- _Estratto della fonte_
□ □ □ □ □ □ □
LA PRIGIONE DEI POVERI!

A 15 anni dalla loro istituzione, i Cie (Centri di identificazione e di espulsione), inizialmente Cpt (centri di permanenza temporanea), vengono bocciati su tutta la linea. nero
I “centri di internamento” dei Cie sono  strutture che risultano chiuse al mondo esterno e poco trasparenti sul versante della loro gestione contabile. Luoghi in cui la dignità umana e il diritto alla salute sono violati quotidianamente e in maniera protratta nel tempo.
Ad aggravare la situazione i tagli nei bilanci di gestione. Secondo il ministero dell’Interno la spesa complessiva per i Cie, nel 2011, è stata di 18,6 milioni di euro. Ma è risultato impossibile conoscere i costi delle singole strutture e scorporare i costi del personale e degli agenti da quelli destinati alla gestione e manutenzione ordinaria e straordinaria a seguito delle rivolte. Sta di fatto che la riduzione dei budget sta provocando una diffusa carenza nella fornitura di beni essenziali e di prima necessità come vestiario, lenzuola, prodotti per l’igiene personale. A Lamezia Terme, mancando un servizio di barberia, i trattenuti sono costretti a radersi a vista all’interno di una piccola gabbia di ferro, per prevenire possibili atti autolesionisti.
□ □ □ □ □ □ □
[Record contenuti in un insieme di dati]
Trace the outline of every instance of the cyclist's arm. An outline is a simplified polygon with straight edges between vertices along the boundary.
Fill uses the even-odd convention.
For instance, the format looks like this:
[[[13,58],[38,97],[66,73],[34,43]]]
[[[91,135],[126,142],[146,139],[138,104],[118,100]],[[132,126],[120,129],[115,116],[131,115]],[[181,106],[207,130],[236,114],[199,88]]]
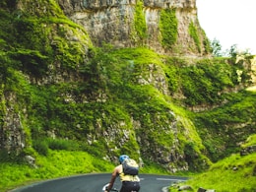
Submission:
[[[111,179],[110,179],[110,182],[107,186],[107,191],[109,192],[112,187],[113,187],[113,184],[114,184],[114,181],[115,181],[115,178],[118,176],[119,174],[119,166],[116,166],[112,172],[112,175],[111,175]]]

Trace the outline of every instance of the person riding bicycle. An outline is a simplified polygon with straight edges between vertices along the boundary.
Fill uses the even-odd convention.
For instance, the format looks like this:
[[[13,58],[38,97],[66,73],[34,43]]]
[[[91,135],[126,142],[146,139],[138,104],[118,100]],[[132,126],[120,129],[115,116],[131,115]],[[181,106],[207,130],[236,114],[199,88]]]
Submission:
[[[119,157],[119,162],[120,164],[117,165],[113,172],[112,176],[110,179],[110,182],[108,186],[106,187],[105,192],[109,192],[111,188],[113,187],[115,178],[119,175],[120,180],[122,181],[122,187],[120,189],[120,192],[138,192],[140,190],[140,178],[138,175],[129,175],[129,174],[124,174],[123,172],[123,161],[127,159],[130,159],[129,156],[127,155],[121,155]]]

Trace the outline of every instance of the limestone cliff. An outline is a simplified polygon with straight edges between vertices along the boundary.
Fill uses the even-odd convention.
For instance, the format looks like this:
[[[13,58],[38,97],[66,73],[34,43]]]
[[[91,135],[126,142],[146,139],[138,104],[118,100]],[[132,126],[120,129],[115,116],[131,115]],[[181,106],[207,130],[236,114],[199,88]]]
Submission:
[[[59,0],[59,4],[72,21],[87,30],[96,45],[147,46],[183,56],[209,53],[196,0]]]
[[[240,66],[216,61],[224,69],[216,85],[224,88],[194,88],[212,86],[207,80],[196,84],[203,69],[194,75],[186,67],[197,59],[184,59],[209,53],[195,1],[3,2],[1,153],[40,153],[36,142],[51,138],[79,141],[105,160],[128,153],[173,172],[209,165],[189,112],[172,96],[180,96],[182,104],[193,97],[194,105],[205,101],[205,93],[218,96],[238,84],[230,74]],[[184,86],[177,75],[183,69],[183,79],[195,77]]]

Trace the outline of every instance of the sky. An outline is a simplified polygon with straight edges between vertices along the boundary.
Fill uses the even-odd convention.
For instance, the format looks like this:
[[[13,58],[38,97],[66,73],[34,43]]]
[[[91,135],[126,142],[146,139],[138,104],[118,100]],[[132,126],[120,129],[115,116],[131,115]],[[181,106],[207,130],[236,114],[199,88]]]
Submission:
[[[201,28],[222,50],[236,44],[256,55],[256,0],[196,0]]]

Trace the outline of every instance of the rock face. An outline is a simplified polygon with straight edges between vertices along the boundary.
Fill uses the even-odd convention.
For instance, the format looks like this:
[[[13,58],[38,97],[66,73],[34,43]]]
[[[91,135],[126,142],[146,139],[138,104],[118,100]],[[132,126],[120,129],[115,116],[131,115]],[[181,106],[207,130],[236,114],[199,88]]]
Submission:
[[[96,45],[117,47],[148,46],[165,54],[207,54],[207,37],[197,19],[196,0],[59,0],[64,13],[82,25]],[[164,10],[175,12],[176,40],[164,46],[160,22]],[[173,21],[174,22],[174,21]],[[171,23],[171,21],[170,21]],[[191,33],[191,25],[197,35]],[[145,30],[142,32],[143,28]],[[144,32],[144,33],[142,33]]]
[[[124,110],[124,106],[117,108],[111,100],[113,93],[109,92],[119,82],[111,84],[108,73],[121,63],[111,64],[108,57],[100,55],[90,66],[90,59],[94,57],[91,49],[105,42],[116,47],[150,47],[169,55],[207,54],[207,38],[197,21],[195,0],[59,0],[58,4],[62,10],[55,1],[17,2],[15,20],[21,18],[17,26],[24,28],[21,32],[20,28],[16,29],[21,32],[17,39],[21,50],[17,55],[20,56],[18,60],[23,59],[21,62],[28,66],[15,69],[17,72],[14,70],[22,82],[20,93],[20,84],[17,88],[17,84],[12,85],[16,89],[11,91],[4,86],[0,88],[3,106],[0,110],[0,149],[19,154],[32,146],[32,140],[50,133],[51,137],[56,134],[56,138],[83,139],[90,147],[95,144],[96,150],[107,147],[110,157],[119,149],[129,149],[173,172],[192,166],[197,168],[198,164],[208,166],[208,159],[202,153],[204,146],[193,123],[167,104],[164,109],[165,101],[154,106],[154,97],[159,95],[148,96],[142,89],[152,86],[156,93],[169,95],[165,73],[158,64],[161,62],[160,57],[143,65],[134,62],[134,58],[129,59],[129,65],[125,62],[125,67],[118,66],[120,69],[113,74],[117,80],[124,81],[126,77],[125,81],[136,85],[136,88],[127,86],[127,93],[142,94],[138,100],[130,101],[131,107],[143,103],[142,107],[138,106],[140,111],[135,107],[139,113],[136,115],[127,109],[129,105]],[[67,20],[66,16],[79,25]],[[135,52],[134,57],[144,53],[142,58],[146,58],[153,54],[153,51],[144,51]],[[131,50],[126,54],[130,55]],[[101,62],[101,57],[107,61]],[[43,73],[37,73],[40,70],[32,65],[34,63],[35,66],[39,64]],[[83,72],[80,66],[88,71]],[[125,90],[126,82],[121,85]],[[192,162],[193,160],[197,161]]]

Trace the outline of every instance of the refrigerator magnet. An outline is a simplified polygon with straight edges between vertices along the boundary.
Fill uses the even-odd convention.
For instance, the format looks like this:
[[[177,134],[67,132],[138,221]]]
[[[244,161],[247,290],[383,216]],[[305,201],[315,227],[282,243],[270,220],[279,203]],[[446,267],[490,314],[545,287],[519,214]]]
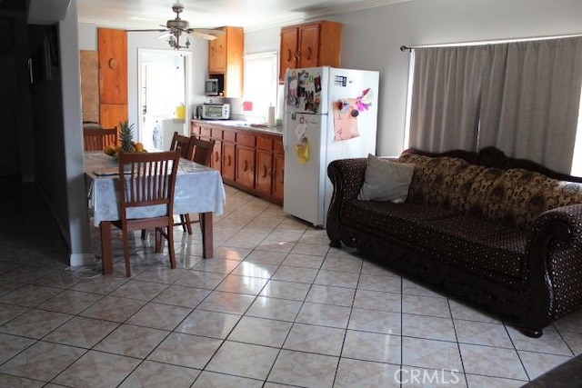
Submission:
[[[309,162],[309,139],[302,137],[301,141],[295,144],[295,152],[300,164],[306,164]]]

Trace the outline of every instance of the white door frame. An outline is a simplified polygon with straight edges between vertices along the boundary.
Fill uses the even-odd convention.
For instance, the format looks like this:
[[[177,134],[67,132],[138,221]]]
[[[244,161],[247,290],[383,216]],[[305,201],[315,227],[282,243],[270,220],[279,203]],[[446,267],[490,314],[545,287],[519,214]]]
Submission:
[[[191,51],[176,51],[176,50],[161,50],[161,49],[153,49],[153,48],[138,48],[137,49],[137,123],[135,128],[135,138],[139,139],[139,141],[143,141],[142,134],[143,134],[143,123],[144,123],[144,112],[142,110],[143,104],[143,97],[142,97],[142,61],[143,56],[146,54],[159,54],[163,55],[181,55],[186,58],[185,61],[185,96],[184,96],[184,104],[186,105],[186,115],[185,115],[185,124],[187,123],[188,117],[190,117],[190,107],[192,105],[192,52]],[[189,125],[184,125],[185,127],[185,135],[189,135],[186,134],[189,130]]]

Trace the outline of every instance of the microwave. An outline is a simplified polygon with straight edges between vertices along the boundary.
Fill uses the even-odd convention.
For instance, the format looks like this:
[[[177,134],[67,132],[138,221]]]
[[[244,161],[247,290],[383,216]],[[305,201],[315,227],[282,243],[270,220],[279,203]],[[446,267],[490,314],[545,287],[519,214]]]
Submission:
[[[206,95],[218,95],[220,85],[217,78],[210,78],[205,81],[204,93]]]
[[[206,120],[228,120],[230,104],[205,104],[202,105],[202,118]]]

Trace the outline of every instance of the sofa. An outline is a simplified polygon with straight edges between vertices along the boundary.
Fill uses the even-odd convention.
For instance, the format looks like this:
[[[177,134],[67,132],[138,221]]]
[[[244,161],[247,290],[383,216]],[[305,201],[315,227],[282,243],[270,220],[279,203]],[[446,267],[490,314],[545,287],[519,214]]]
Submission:
[[[363,196],[370,158],[409,167],[399,200]],[[582,308],[582,179],[492,147],[336,160],[327,175],[330,246],[356,247],[530,337]]]

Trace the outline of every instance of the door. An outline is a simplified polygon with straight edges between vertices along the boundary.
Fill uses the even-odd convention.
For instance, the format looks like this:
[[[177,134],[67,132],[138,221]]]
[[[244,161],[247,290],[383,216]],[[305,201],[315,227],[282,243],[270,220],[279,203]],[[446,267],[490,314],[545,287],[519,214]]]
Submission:
[[[316,67],[319,64],[319,24],[299,27],[298,67]]]
[[[192,95],[192,75],[188,69],[191,67],[192,53],[140,48],[137,56],[140,93],[137,95],[139,119],[135,125],[135,139],[149,149],[155,147],[154,127],[151,124],[156,118],[176,118],[178,106],[185,106],[185,115],[189,117],[187,110]],[[180,134],[190,134],[187,125],[180,128]]]
[[[127,33],[97,29],[99,41],[99,123],[105,128],[127,119]]]
[[[284,124],[285,186],[283,210],[323,225],[326,134],[327,117],[286,114]]]
[[[297,67],[297,27],[281,28],[279,57],[279,82],[284,82],[285,72]]]

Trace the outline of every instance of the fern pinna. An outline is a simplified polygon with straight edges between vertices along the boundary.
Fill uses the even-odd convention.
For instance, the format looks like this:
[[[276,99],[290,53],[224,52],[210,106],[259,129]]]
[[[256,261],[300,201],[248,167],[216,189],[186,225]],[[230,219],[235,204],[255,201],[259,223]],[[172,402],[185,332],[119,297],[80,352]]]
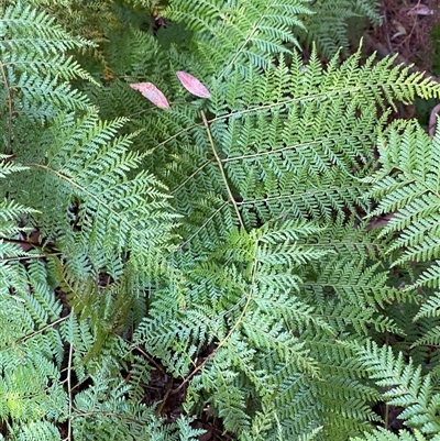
□ □ □ □ □ □ □
- _Testo della consegna_
Prosegua il testo sui Centri di identificazione e di espulsione a partire dall'ultima frase riportata.

- _Risultato dell'esercizio_
 Non è consentito il trasferimento in strutture sanitarie adeguate neanche a persone con patologie gravi. Vi è un abuso nella somministrazione di ansiolitici e “droghe di strada” per curare i disagi psichici. Al personale sanitario pubblico è interdetto all’accesso ai centri e dunque le cure mediche sono demandate alle stesse cooperative che gestiscono i centri con tutti i limiti che ne conseguono.
Inoltre ci è una massiccia presenza nei Cie di migranti appena giunti in Italia, richiedenti asilo, cittadini comunitari, stranieri presenti da molti anni in Italia senza un contratto di lavoro regolare o con il permesso di soggiorno scaduto; insomma tipologie differenti da quelle per cui le strutture sono state concepite.
 I Cie  non sono che «uno strumento di contenimento sociale» come lo erano i manicomi e il sistema messo in atto non è «riformabile né migliorabile»: vanno perciò chiusi tutti i centri di identificazione e di espulsione attualmente operativi in Italia.